Start of Block

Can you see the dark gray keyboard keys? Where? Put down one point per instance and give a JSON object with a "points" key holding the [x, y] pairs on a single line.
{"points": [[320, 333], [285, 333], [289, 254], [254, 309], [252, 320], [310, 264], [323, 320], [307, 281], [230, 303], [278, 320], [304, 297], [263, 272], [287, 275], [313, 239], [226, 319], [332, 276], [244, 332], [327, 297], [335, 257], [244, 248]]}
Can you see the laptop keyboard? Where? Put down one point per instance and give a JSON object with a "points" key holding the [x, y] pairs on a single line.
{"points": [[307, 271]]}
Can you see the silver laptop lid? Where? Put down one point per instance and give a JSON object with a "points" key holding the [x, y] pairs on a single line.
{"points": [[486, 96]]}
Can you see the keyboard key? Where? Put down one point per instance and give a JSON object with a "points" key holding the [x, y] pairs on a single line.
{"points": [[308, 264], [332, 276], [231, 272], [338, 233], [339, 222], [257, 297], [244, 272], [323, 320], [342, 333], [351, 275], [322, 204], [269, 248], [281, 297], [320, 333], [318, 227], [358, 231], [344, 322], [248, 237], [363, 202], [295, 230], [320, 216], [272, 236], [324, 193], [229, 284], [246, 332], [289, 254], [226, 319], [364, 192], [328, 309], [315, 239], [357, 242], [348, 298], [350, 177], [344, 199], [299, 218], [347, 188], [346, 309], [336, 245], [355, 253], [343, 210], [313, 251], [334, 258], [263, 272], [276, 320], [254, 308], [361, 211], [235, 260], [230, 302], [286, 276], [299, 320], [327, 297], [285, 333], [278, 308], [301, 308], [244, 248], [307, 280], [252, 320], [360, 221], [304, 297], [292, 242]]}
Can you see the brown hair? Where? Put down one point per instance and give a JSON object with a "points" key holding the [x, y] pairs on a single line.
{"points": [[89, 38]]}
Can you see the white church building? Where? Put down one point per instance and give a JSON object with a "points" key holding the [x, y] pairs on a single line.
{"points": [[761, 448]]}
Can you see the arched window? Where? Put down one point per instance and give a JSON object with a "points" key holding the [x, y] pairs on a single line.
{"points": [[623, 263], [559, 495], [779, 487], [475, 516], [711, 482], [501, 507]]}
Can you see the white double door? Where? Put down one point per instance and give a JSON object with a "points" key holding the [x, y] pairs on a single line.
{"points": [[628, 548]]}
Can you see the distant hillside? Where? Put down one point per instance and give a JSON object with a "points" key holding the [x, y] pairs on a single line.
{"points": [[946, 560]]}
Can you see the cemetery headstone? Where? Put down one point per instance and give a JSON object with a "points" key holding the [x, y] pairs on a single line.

End of Block

EXERCISE REQUIREMENTS – Each of the entries must be written out again exactly.

RESULT FOR THIS EXERCISE –
Can you see the dark gray keyboard keys? Where? Put down one point per instance and give a JSON object with a "points" key holding the [x, y] pairs on a single line.
{"points": [[320, 333], [285, 333], [289, 254], [254, 309], [252, 320], [310, 264], [323, 320], [307, 281], [230, 303], [278, 320], [304, 297], [263, 272], [287, 275], [313, 239], [226, 319], [332, 276], [244, 332], [327, 297], [335, 257], [244, 248]]}
Can you see the laptop keyboard? Where? Put down one point per instance and give a JSON object with a "points" key holding the [x, y] pairs on a single line.
{"points": [[307, 271]]}
Can you see the silver laptop lid? Where? Put down one point per instance and give a JSON object with a "points" key holding the [x, y] pairs on a single line.
{"points": [[486, 96]]}
Can you see the keyboard key? Where? Put down one point per instance and give a JSON object with a "points" key holding the [x, y] pairs on a single line.
{"points": [[308, 264], [332, 276], [231, 272], [338, 233], [339, 222], [257, 297], [244, 272], [323, 320], [342, 333], [351, 275], [322, 204], [269, 248], [281, 297], [320, 333], [318, 227], [358, 231], [344, 322], [248, 237], [363, 202], [295, 230], [320, 216], [272, 236], [324, 193], [229, 284], [246, 332], [289, 254], [226, 319], [364, 192], [328, 309], [315, 239], [357, 242], [348, 298], [350, 177], [344, 199], [299, 218], [347, 188], [346, 309], [336, 245], [355, 253], [343, 210], [313, 251], [334, 258], [263, 272], [276, 320], [254, 308], [361, 211], [235, 260], [230, 302], [286, 276], [299, 320], [327, 297], [285, 333], [278, 308], [301, 308], [244, 248], [307, 280], [252, 320], [360, 221], [304, 297], [292, 242]]}
Can you see the brown hair? Where? Put down one point per instance and give a JSON object with a "points" key holding the [x, y] pairs on a single line.
{"points": [[89, 38]]}
Can you see the white church building? Where? Put down one point per instance and give a JSON object with a "points" key holding the [x, y] pairs on a single line.
{"points": [[761, 448]]}
Can you see the arched window? Where? Put down one point per instance and give a JSON object with a "points" key holding the [x, y] pairs on a single line.
{"points": [[623, 263], [559, 495], [779, 487], [475, 516], [711, 482], [501, 507]]}
Can you see the white double door? Where? Put down one point per instance and give a JSON object with a "points" key holding the [x, y] pairs on a single line.
{"points": [[628, 548]]}
Can you see the distant hillside? Where? Put down one point per instance and give a JSON object with a "points" key holding the [x, y] pairs on a single line.
{"points": [[946, 560]]}
Can you see the cemetery headstone? Where? Put down one point per instance and give a JSON object with a "points" key holding the [x, y] pairs on a single line.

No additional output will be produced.